### Task instructions
a - In the passage about the nemesis, write out the part starting with "Scripture calls our" and going on through "for God’s kingdom.", substituting "liar" for "deceiver".
b - Pull out every line of the entries that contains the string "xmax".

### Given text
□ □ □

Nemesis

You face an enemy who designs attacks specifically to undermine you

The Heroic Symbol

The story lens

The Joker does not want to rob banks. He wants to prove that Batman's discipline will break, that the line he holds will eventually give way under enough pressure. Magneto knows exactly where Professor X's idealism can be turned against him. The nemesis in great stories is rarely just an obstacle. It is a mirror, showing the hero what they most fear about themselves.

Scripture calls our adversary by name. He is not a metaphor. He is described as a roaring lion, as the accuser, as a deceiver who masquerades as an angel of light. He knows your specific vulnerabilities because he has been studying them. And he is not the only nemesis, but his work often employs the flesh, the patterns of our old self, and our shame, all of these function as forces that oppose your heroic development.

In his book The Screwtape Letters, C. S. Lewis cleverly revealed many of the ways Satan works on each of us to undermine us. The book is a series of letters from a mentoring demon, Screwtape, to a more junior temptor, Wormwood. In the humorous communications, Lewis helps us see both the techniques and the motivations of why Satan’s demons would want to hinder us from being our best selves, thus hindering our usefulness for God’s kingdom.

Our nemesis weakens as we understand how he works on us and why.

The Spiritual Reality

The Biblical truth

"Be sober-minded; be watchful. Your adversary the devil prowls around like a roaring lion, seeking someone to devour. Resist him, firm in your faith, knowing that the same kinds of suffering are being experienced by your brotherhood throughout the world. And after you have suffered a little while, the God of all grace, who has called you to his eternal glory in Christ, will himself restore, confirm, strengthen, and establish you."

□ □ □

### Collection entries

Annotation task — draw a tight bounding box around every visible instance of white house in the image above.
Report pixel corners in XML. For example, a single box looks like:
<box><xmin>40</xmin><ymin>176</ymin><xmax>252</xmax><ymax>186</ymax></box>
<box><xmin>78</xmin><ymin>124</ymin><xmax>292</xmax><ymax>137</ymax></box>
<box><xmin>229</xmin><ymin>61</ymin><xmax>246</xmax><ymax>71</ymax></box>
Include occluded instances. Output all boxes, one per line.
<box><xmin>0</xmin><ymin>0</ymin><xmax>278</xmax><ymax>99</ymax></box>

□ □ □

### Expected answers
a -
Scripture calls our adversary by name. He is not a metaphor. He is described as a roaring lion, as the accuser, as a liar who masquerades as an angel of light. He knows your specific vulnerabilities because he has been studying them. And he is not the only nemesis, but his work often employs the flesh, the patterns of our old self, and our shame, all of these function as forces that oppose your heroic development.

In his book The Screwtape Letters, C. S. Lewis cleverly revealed many of the ways Satan works on each of us to undermine us. The book is a series of letters from a mentoring demon, Screwtape, to a more junior temptor, Wormwood. In the humorous communications, Lewis helps us see both the techniques and the motivations of why Satan’s demons would want to hinder us from being our best selves, thus hindering our usefulness for God’s kingdom.

b -
<box><xmin>40</xmin><ymin>176</ymin><xmax>252</xmax><ymax>186</ymax></box>
<box><xmin>78</xmin><ymin>124</ymin><xmax>292</xmax><ymax>137</ymax></box>
<box><xmin>229</xmin><ymin>61</ymin><xmax>246</xmax><ymax>71</ymax></box>
<box><xmin>0</xmin><ymin>0</ymin><xmax>278</xmax><ymax>99</ymax></box>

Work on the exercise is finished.